Road-Rage & Auto Insurance

A look at the Curtis v GEICO case and its impact on the industry

We all know that policy language, definitions, and clauses are crucial elements of an insurance policy.  The meaning of a term or clause can determine the applicability of coverage.  But keep in mind that the meaning within an insurance policy is not always the same as the definition found in Webster’s dictionary.

Naturally, parties may disagree as to the meaning of certain language within a policy and litigation becomes necessary.  Recently, the Indiana Court of Appeals found in favor of Geico in a case which questioned the language of the “Ownership, Maintenance, or Use” clause found in most auto policies.

Lewis Wagner distributed this Insurance Law Alert which contains greater detail on the importance of the court’s holding.  (Estate of Curtis v. GEICO General Ins. Co., 2017 WL 942813 (Ind. Ct. App. 2017)). Essentially, two individuals became involved in a road-rage interaction after the vehicle that Curtis was driving bumped into the insured’s parked vehicle.  After the two drivers exited their vehicles, a physical altercation ensued.  Curtis died nearly one year later and his estate filed a wrongful death action against Geico’s insured.

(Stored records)
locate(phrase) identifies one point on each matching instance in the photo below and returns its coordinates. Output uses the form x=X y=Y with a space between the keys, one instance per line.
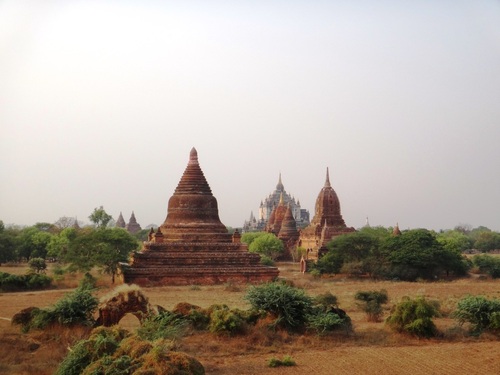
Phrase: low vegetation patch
x=116 y=351
x=286 y=361
x=481 y=313
x=487 y=264
x=371 y=303
x=75 y=308
x=29 y=281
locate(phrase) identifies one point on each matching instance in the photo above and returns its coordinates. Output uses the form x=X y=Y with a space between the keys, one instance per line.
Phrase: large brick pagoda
x=192 y=246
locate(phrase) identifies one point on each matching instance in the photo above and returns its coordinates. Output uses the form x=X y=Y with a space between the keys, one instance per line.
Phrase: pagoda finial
x=193 y=156
x=279 y=186
x=327 y=182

**WHAT NEEDS TO BE DONE:** From the article on road rage and auto insurance, list everything it names as crucial elements of an insurance policy.

**EXERCISE SOLUTION:** Policy language, definitions, and clauses.